### Set problem
Reproduce, character for character, the stretch of the records below that opens with the line containing "Task: tag the metal sign" and closes with the line containing "x=1279, y=250", including both of those lines and nothing else.

### Material
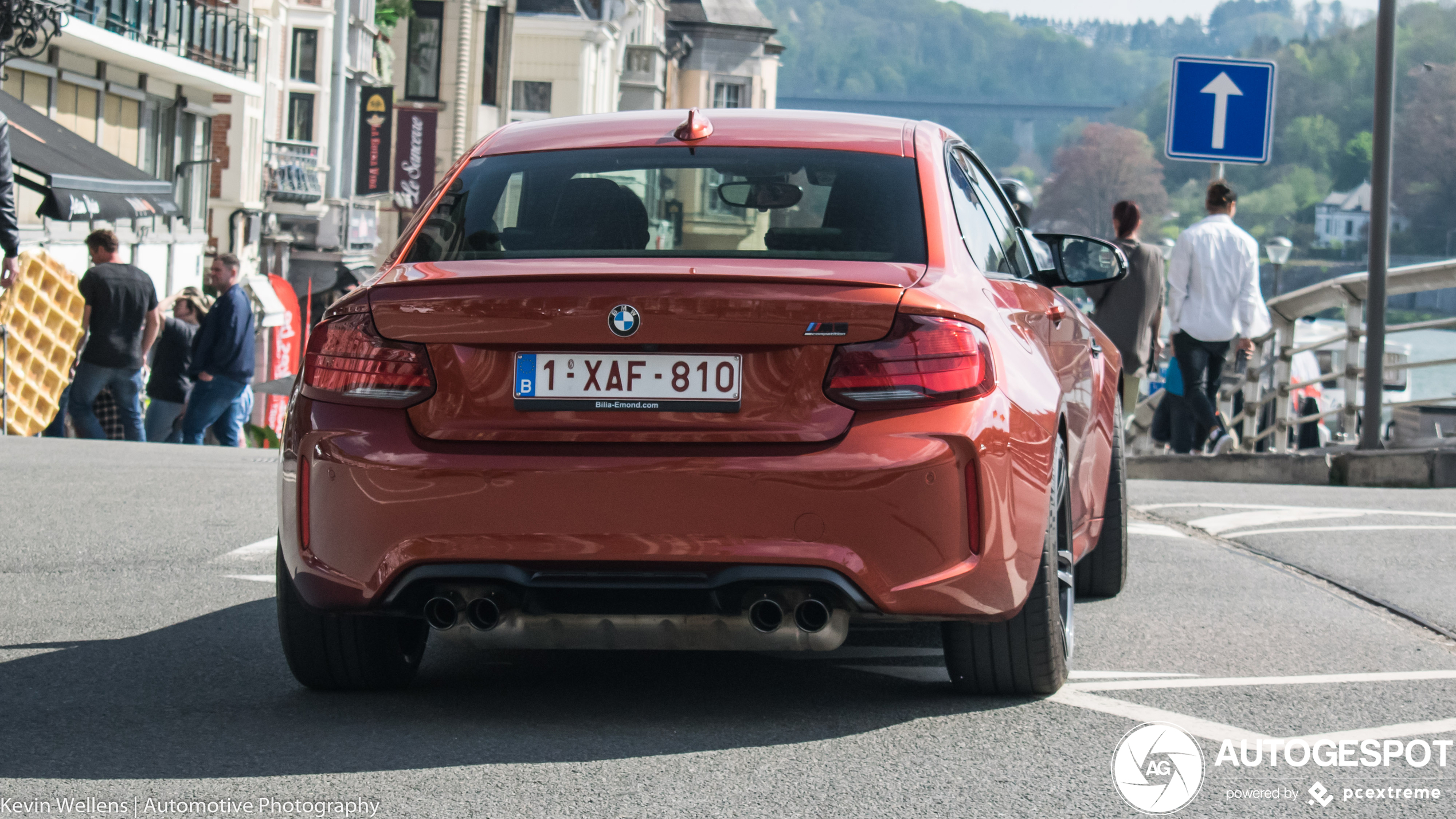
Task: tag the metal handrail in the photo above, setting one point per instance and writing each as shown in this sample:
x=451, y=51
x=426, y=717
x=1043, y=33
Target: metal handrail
x=1276, y=351
x=214, y=34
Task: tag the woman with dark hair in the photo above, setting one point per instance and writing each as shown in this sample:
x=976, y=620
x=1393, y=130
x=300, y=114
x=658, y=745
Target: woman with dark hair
x=169, y=386
x=1130, y=310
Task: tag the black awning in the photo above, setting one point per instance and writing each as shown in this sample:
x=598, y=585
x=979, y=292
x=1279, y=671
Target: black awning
x=84, y=181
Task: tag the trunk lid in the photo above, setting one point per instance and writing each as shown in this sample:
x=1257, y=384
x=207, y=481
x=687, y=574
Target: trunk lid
x=476, y=316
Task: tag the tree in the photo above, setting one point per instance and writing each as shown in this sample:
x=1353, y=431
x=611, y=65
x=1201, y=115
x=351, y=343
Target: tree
x=1107, y=163
x=1426, y=153
x=1311, y=142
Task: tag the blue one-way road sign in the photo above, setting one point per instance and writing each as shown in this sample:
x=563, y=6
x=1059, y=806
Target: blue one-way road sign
x=1220, y=109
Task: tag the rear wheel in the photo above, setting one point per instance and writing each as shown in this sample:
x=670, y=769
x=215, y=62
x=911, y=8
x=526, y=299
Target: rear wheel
x=1027, y=653
x=1103, y=572
x=335, y=652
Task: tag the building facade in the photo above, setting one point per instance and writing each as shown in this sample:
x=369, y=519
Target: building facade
x=1344, y=217
x=140, y=91
x=318, y=217
x=465, y=69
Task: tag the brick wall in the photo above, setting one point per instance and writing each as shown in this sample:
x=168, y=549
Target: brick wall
x=220, y=126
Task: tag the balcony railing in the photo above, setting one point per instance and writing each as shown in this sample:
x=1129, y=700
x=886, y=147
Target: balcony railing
x=292, y=172
x=213, y=34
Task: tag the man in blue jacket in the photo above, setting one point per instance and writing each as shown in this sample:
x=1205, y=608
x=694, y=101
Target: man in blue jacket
x=222, y=358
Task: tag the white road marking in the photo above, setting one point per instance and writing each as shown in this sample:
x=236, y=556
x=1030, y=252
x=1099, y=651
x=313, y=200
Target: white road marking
x=1145, y=528
x=255, y=549
x=1219, y=524
x=1120, y=674
x=1207, y=729
x=1331, y=530
x=1238, y=681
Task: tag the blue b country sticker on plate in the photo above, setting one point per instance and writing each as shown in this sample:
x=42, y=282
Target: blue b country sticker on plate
x=526, y=374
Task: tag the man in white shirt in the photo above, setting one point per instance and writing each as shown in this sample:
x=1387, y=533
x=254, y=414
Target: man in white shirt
x=1214, y=299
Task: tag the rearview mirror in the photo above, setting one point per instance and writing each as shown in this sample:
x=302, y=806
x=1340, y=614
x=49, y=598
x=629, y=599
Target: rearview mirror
x=1075, y=261
x=761, y=195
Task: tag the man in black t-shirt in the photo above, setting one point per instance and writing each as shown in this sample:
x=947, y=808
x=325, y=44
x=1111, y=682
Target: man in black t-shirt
x=122, y=319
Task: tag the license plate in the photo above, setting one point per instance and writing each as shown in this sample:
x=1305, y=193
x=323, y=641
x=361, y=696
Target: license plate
x=644, y=382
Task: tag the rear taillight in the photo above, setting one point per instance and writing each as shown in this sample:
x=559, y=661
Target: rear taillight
x=350, y=363
x=923, y=361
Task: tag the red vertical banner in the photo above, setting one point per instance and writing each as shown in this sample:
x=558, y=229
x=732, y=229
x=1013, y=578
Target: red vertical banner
x=284, y=351
x=414, y=156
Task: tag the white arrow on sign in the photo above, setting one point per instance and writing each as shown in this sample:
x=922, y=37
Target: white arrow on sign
x=1222, y=88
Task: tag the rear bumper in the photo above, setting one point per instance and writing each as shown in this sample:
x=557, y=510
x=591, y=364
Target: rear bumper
x=881, y=510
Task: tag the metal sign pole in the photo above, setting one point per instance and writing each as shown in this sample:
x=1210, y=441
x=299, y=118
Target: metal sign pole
x=1379, y=226
x=5, y=379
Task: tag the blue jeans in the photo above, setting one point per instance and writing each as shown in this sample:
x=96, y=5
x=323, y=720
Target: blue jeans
x=126, y=387
x=210, y=402
x=162, y=418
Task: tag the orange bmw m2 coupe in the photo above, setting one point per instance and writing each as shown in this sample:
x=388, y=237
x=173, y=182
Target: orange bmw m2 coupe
x=734, y=382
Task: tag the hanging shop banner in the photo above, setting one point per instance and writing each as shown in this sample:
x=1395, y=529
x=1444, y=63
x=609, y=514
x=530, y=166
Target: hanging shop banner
x=414, y=158
x=376, y=105
x=284, y=352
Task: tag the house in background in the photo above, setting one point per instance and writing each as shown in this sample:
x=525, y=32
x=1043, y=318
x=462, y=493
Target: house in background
x=733, y=60
x=131, y=105
x=318, y=217
x=465, y=69
x=1344, y=215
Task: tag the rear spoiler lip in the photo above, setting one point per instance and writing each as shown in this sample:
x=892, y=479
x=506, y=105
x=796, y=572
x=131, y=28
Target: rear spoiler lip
x=683, y=269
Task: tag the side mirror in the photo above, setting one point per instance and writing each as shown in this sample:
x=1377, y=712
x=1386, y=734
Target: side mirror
x=761, y=195
x=1075, y=261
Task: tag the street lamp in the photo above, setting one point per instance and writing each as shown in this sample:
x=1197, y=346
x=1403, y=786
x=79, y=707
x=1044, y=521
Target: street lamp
x=1279, y=250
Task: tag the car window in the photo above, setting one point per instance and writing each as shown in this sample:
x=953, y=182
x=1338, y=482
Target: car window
x=1002, y=220
x=669, y=201
x=980, y=236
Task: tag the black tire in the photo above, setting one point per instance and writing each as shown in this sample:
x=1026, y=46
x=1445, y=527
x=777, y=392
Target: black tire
x=1103, y=572
x=346, y=652
x=1027, y=653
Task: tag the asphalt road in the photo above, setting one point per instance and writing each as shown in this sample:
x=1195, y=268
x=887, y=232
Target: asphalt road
x=139, y=661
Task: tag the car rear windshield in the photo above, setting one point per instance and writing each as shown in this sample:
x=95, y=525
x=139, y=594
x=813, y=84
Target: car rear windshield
x=675, y=201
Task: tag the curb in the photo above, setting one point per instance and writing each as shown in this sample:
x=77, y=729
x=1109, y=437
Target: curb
x=1407, y=469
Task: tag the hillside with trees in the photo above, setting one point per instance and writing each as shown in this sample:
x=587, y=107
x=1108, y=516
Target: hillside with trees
x=934, y=50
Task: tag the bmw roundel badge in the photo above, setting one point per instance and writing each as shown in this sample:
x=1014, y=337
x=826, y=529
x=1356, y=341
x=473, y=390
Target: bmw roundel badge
x=624, y=320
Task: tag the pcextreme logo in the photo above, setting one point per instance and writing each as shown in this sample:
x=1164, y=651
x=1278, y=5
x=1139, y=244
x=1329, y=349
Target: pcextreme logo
x=1158, y=769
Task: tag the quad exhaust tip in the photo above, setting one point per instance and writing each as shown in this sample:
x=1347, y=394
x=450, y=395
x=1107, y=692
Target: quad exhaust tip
x=440, y=613
x=484, y=614
x=766, y=616
x=812, y=616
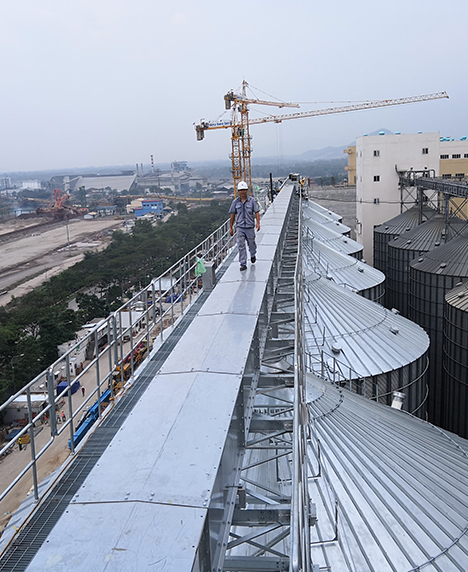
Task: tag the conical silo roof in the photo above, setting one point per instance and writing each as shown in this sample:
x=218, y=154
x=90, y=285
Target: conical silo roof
x=450, y=259
x=431, y=276
x=332, y=238
x=393, y=487
x=404, y=222
x=370, y=338
x=401, y=224
x=325, y=220
x=458, y=297
x=343, y=269
x=323, y=210
x=408, y=246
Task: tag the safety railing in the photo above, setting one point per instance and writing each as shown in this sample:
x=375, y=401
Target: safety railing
x=300, y=559
x=103, y=363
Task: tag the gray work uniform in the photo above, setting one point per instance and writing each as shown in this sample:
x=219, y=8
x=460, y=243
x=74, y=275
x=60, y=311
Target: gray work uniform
x=245, y=224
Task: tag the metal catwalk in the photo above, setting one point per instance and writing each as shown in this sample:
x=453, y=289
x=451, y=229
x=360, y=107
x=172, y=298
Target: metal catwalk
x=161, y=484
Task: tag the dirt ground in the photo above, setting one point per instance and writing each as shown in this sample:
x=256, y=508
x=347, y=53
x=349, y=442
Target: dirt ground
x=341, y=200
x=58, y=453
x=47, y=253
x=30, y=258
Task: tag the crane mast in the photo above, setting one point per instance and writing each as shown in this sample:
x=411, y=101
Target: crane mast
x=240, y=124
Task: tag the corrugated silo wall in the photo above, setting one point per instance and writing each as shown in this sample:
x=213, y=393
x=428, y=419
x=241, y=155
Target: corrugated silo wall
x=381, y=239
x=398, y=277
x=455, y=363
x=410, y=379
x=426, y=308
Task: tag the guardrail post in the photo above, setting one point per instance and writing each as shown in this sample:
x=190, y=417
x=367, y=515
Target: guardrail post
x=33, y=448
x=51, y=394
x=70, y=405
x=98, y=376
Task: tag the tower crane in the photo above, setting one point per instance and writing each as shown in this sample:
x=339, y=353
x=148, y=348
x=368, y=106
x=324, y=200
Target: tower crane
x=240, y=123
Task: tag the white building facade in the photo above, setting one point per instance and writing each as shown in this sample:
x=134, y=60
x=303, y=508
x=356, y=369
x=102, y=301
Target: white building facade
x=378, y=157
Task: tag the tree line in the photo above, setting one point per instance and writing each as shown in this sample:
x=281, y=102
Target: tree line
x=31, y=327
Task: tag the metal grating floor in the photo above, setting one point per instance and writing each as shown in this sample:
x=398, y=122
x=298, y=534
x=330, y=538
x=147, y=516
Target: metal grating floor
x=24, y=546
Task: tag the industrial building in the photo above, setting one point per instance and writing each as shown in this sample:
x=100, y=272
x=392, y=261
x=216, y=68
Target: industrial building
x=378, y=160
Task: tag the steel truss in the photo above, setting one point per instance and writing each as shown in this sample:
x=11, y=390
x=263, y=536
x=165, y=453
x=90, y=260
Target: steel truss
x=269, y=529
x=443, y=196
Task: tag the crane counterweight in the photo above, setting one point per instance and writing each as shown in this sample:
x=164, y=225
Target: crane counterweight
x=240, y=123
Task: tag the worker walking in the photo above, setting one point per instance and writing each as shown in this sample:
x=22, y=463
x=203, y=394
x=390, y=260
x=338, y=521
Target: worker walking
x=245, y=211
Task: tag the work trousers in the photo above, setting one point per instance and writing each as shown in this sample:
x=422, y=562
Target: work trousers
x=246, y=235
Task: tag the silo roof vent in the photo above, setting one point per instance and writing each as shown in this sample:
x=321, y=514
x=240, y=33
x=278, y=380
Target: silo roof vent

### Exercise output
Task: tag the metal sign pole in the photo above, setting one point per instance and writing each as shown in this sample:
x=1210, y=441
x=299, y=118
Target: metal sign pole
x=1379, y=226
x=5, y=379
Task: tag the blue jeans in the photo above, setting one point per instance and writing each as shown in this sample:
x=96, y=5
x=323, y=720
Target: blue jeans
x=126, y=387
x=210, y=402
x=162, y=418
Task: tag the orange bmw m2 coupe in the photo above, setting one point per instance and writing each as shown in this sample:
x=388, y=237
x=173, y=182
Target: orange bmw m2 coupe
x=734, y=382
Task: tag the hanging shop banner in the photo above, setting one point per instance and writing each as shown in this sample:
x=1395, y=529
x=1444, y=63
x=609, y=514
x=530, y=166
Target: hanging shop banner
x=414, y=158
x=376, y=105
x=284, y=352
Task: tag the house in background in the photo above, setting one point per instance and writing each as shown in this sample:
x=525, y=32
x=1043, y=318
x=462, y=493
Target: house in background
x=733, y=60
x=131, y=105
x=318, y=217
x=465, y=69
x=1344, y=215
Task: tag the rear spoiler lip in the photo above, setting one point per instance and writing each as shown in this sample:
x=892, y=479
x=506, y=105
x=796, y=572
x=131, y=28
Target: rear spoiler lip
x=683, y=269
Task: tag the side mirror in the photo above, setting one point per instance and writing each as shown in this sample:
x=1377, y=712
x=1386, y=734
Target: side mirror
x=761, y=195
x=1075, y=261
Task: tag the street lamp in the photo above, setting one point per instance and writing each as shown in this sample:
x=1197, y=346
x=1403, y=786
x=79, y=707
x=1044, y=521
Target: street lamp
x=1279, y=250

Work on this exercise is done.